DETALHES DA TAREFA
Transcreva fielmente o trecho do texto sobre o ego que se inicia nas palavras "Monument honoring the" e se encerra logo após "e fica insuportável.".

Monument honoring the sacrifice of Private Obregon |
O caso do ego é um
pouco complicado. Eu digo “um pouco”, porque se disser o quanto realmente é,
ele infla e fica insuportável.
Imaginem uma estátua
e seu pedestal. Imaginem a estátua que quiserem, seja uma figura humana
completa, um animal, um busto, uma escultura abstrata, um totem, enfim, o que
lhes apetecer. Agora imaginem um bom pedestal, digno dessa estátua. O cenário
fica à escolha, freqüentado ou não, privativo ou público, dia ou noite, qualquer
estação do ano, tempo aberto, nublado ou totalmente fechado; tanto faz, neste
momento. Mais tarde procure teu terapeuta e relate a ele os pormenores, não a
mim.
Pergunto agora, dois
pontos: Qual a função da estátua e qual a do pedestal? Bem, vamos ao princípio.
A estátua é a obra de arte em si, que bem poderia ser colocada no chão, mas
então sua própria base faria o trabalho de pedestal. Algumas obras, porém, por
sua própria natureza, não ficariam de pé sem o suporte adicional. De toda forma,
um pedestal adequado destaca a obra e valoriza o que ela tem a oferecer, muitas
vezes contando com informações básicas, às vezes até técnicas.

EXTRATO DOS REGISTROS

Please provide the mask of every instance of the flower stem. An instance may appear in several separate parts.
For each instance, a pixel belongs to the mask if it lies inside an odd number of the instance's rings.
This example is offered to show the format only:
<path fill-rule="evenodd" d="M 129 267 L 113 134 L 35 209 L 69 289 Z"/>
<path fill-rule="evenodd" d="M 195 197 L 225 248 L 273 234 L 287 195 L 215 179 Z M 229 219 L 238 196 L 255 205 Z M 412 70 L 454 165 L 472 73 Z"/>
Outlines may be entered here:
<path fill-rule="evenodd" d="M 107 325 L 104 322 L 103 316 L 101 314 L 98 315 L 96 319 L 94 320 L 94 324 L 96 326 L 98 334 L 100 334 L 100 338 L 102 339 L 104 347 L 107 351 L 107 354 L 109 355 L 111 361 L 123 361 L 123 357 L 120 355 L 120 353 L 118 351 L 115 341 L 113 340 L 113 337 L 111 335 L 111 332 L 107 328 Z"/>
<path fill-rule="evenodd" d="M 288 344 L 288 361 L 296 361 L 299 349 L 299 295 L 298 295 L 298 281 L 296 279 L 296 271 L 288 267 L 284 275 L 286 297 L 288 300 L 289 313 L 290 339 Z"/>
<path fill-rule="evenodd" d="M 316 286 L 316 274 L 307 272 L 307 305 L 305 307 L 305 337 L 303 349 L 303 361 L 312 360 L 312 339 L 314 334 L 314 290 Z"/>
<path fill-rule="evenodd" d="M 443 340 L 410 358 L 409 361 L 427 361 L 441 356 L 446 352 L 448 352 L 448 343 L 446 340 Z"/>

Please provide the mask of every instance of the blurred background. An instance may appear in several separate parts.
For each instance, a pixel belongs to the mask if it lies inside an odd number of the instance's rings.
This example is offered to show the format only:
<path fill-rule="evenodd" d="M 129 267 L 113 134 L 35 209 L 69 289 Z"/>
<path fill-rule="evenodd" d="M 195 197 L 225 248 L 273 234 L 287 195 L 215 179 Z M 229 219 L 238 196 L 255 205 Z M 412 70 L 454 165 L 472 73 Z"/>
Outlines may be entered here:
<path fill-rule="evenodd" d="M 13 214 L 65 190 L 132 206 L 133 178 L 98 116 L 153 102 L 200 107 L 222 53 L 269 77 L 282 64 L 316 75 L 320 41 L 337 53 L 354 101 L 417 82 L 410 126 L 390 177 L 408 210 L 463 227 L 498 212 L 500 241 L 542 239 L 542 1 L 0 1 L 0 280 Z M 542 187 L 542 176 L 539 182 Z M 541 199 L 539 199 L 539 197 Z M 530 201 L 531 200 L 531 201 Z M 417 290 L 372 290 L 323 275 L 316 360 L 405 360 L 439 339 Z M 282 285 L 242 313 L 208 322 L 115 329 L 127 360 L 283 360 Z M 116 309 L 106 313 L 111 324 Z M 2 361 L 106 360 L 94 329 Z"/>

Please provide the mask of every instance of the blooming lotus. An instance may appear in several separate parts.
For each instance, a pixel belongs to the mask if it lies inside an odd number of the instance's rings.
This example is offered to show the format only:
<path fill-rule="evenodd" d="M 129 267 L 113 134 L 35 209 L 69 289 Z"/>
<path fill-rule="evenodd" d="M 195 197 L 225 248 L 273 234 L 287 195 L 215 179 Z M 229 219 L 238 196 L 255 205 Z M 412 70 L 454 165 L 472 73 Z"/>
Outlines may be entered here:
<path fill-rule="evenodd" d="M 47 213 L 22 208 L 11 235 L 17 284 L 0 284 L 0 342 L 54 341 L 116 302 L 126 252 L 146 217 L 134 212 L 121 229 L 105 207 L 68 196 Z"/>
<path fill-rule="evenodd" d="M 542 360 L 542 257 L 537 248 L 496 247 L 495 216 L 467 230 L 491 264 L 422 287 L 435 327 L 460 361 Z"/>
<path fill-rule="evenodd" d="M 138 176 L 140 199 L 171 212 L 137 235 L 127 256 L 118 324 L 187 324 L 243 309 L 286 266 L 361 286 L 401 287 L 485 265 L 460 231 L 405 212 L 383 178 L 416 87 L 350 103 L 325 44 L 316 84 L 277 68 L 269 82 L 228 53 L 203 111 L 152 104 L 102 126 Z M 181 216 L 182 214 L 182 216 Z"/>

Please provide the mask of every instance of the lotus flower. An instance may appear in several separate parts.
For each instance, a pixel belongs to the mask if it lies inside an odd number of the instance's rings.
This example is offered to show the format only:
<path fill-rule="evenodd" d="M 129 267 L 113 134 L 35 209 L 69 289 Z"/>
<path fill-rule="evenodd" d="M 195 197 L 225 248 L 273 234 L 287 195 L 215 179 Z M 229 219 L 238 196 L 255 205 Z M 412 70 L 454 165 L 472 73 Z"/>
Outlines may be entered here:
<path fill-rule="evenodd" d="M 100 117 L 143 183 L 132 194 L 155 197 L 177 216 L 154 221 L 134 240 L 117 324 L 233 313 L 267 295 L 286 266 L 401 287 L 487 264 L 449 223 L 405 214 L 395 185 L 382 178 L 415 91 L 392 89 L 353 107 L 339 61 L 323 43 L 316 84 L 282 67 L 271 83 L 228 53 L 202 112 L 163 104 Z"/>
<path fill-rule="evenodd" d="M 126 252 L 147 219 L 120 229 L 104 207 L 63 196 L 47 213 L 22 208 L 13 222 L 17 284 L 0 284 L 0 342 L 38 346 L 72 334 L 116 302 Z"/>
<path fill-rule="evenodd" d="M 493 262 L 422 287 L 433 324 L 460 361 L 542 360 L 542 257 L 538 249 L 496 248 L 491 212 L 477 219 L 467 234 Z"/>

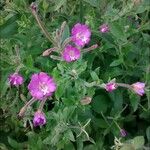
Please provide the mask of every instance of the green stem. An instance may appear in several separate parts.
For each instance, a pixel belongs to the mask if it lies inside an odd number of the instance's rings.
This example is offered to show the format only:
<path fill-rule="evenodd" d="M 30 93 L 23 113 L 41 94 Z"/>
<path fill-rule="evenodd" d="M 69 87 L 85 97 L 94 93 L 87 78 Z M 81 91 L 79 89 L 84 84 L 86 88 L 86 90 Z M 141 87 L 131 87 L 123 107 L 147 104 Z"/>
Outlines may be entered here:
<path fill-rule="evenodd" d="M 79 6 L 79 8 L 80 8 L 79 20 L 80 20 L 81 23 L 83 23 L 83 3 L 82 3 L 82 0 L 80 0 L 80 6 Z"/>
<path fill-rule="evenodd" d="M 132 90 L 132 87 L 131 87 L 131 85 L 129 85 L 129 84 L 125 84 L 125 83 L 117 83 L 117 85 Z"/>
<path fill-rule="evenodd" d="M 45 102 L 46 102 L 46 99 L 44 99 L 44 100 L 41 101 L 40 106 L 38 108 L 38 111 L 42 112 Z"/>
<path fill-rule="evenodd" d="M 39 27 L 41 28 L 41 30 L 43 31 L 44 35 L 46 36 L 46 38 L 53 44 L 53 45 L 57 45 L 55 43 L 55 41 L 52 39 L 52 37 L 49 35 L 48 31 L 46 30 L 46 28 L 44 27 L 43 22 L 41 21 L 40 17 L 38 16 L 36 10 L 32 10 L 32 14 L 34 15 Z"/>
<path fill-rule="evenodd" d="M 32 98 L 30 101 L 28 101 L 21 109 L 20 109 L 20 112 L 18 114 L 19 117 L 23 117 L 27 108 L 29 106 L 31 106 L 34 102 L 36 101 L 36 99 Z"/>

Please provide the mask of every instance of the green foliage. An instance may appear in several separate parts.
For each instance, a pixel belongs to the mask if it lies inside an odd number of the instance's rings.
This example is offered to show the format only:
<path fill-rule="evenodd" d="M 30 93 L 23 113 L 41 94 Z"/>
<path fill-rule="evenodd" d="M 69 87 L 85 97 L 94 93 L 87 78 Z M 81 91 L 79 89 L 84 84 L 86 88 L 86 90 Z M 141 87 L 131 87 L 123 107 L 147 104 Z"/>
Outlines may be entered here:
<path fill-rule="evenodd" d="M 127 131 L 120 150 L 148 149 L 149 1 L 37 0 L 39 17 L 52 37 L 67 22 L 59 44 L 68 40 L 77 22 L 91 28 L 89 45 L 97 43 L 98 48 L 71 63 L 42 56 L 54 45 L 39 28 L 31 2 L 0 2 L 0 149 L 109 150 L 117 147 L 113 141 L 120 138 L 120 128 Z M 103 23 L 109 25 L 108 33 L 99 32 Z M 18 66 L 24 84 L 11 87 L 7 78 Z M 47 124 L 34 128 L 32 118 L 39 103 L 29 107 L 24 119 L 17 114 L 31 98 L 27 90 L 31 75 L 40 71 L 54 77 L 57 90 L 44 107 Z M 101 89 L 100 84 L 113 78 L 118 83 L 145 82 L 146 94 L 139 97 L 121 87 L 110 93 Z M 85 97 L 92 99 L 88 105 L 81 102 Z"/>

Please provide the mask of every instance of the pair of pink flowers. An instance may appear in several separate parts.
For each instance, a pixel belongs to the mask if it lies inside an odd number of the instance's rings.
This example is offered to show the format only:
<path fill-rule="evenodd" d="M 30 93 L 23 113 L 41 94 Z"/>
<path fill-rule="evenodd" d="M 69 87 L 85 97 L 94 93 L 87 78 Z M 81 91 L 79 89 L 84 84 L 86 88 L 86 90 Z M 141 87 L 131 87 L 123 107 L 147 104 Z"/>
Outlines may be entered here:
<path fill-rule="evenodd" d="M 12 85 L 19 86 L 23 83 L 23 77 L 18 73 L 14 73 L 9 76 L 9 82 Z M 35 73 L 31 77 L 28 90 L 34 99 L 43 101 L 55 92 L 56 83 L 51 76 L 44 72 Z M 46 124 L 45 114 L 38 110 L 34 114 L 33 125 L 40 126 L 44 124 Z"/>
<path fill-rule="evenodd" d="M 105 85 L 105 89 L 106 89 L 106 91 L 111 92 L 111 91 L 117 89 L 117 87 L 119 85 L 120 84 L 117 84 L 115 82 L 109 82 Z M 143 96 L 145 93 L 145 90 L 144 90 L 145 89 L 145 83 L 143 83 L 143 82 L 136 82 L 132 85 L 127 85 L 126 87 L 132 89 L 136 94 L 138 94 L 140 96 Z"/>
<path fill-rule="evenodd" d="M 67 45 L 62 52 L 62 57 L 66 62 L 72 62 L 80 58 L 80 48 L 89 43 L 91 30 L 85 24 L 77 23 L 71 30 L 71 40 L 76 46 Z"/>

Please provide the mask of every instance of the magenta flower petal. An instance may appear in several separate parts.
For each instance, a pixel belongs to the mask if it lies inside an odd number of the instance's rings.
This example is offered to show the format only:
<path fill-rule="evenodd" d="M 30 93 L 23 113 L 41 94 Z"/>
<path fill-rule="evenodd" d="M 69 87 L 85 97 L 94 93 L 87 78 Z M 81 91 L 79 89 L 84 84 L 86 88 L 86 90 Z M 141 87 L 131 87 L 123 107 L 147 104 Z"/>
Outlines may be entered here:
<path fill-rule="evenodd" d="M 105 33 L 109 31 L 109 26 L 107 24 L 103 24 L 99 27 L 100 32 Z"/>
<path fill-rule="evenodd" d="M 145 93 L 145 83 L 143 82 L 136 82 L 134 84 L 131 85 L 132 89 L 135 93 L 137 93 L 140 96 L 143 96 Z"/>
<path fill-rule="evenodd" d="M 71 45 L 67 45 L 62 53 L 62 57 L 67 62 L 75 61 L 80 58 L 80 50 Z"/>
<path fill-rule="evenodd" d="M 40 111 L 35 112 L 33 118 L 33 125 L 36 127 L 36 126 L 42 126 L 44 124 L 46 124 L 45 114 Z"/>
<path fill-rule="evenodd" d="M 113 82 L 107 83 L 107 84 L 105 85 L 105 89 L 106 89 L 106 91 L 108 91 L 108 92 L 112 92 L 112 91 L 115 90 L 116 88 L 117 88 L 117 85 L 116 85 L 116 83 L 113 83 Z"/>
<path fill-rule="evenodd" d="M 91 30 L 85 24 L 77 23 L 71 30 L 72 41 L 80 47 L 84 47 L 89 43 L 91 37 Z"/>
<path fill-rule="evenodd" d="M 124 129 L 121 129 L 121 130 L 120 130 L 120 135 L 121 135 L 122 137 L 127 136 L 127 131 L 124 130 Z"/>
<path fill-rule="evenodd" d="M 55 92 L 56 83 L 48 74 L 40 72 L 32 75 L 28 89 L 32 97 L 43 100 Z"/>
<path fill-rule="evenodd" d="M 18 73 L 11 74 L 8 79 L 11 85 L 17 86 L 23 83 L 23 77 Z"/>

==

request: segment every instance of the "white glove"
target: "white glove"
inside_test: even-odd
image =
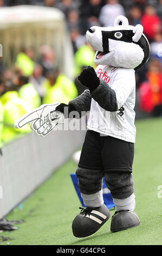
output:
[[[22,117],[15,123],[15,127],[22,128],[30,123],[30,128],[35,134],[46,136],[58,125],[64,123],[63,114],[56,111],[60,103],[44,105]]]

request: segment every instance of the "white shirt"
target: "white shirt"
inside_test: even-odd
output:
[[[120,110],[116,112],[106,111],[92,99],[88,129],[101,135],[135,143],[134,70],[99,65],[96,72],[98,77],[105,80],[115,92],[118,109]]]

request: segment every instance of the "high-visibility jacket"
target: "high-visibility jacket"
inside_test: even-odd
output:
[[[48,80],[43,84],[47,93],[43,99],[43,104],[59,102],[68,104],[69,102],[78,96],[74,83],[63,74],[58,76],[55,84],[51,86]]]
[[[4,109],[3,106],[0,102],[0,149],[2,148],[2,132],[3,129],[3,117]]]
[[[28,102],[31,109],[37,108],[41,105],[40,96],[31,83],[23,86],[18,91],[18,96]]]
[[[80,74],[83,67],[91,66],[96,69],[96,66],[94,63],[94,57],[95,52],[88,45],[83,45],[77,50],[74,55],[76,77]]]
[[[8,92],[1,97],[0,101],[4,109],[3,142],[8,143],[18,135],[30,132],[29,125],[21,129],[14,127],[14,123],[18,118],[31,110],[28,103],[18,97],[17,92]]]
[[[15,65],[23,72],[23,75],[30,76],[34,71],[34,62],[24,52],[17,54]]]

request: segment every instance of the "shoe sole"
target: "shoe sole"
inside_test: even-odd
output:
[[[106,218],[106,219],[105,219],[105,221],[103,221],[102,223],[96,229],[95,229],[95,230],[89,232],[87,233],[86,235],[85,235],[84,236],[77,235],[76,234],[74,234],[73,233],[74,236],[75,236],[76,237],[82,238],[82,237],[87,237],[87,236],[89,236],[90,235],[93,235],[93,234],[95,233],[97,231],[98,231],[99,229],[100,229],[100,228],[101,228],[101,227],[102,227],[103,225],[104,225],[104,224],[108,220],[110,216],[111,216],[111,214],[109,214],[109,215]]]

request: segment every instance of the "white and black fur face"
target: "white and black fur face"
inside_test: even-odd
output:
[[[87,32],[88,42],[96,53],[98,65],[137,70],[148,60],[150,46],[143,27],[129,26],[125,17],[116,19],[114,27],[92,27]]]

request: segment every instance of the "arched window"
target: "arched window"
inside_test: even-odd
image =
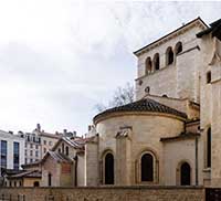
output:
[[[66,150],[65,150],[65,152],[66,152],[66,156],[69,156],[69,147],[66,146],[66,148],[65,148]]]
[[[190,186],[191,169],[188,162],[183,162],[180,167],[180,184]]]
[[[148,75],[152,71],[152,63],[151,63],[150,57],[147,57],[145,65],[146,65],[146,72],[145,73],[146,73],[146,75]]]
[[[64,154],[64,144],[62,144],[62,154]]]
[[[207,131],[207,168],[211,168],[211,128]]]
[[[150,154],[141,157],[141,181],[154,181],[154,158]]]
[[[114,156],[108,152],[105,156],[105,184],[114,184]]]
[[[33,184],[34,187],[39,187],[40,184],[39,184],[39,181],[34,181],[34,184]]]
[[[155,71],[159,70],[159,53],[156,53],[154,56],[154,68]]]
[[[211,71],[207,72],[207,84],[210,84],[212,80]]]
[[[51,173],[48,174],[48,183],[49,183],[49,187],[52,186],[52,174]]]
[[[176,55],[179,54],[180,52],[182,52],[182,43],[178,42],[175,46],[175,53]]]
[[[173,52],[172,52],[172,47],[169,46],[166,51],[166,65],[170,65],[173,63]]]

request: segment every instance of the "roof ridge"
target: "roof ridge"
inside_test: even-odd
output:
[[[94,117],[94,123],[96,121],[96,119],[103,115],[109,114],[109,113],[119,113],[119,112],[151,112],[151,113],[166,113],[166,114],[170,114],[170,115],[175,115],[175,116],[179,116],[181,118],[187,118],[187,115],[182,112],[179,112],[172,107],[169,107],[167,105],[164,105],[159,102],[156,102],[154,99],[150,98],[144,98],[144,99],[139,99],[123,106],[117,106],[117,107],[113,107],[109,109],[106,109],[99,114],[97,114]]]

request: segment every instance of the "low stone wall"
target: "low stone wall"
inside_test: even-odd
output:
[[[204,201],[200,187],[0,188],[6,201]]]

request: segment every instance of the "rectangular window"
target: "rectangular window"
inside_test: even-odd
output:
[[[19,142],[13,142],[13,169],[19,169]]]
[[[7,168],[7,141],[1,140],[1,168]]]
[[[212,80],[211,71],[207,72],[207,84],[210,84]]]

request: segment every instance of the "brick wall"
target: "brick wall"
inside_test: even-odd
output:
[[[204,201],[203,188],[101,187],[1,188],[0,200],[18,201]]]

RESPOSTA CORRETA
Monument honoring the sacrifice of Private Obregon |
O caso do ego é um
pouco complicado. Eu digo “um pouco”, porque se disser o quanto realmente é,
ele infla e fica insuportável.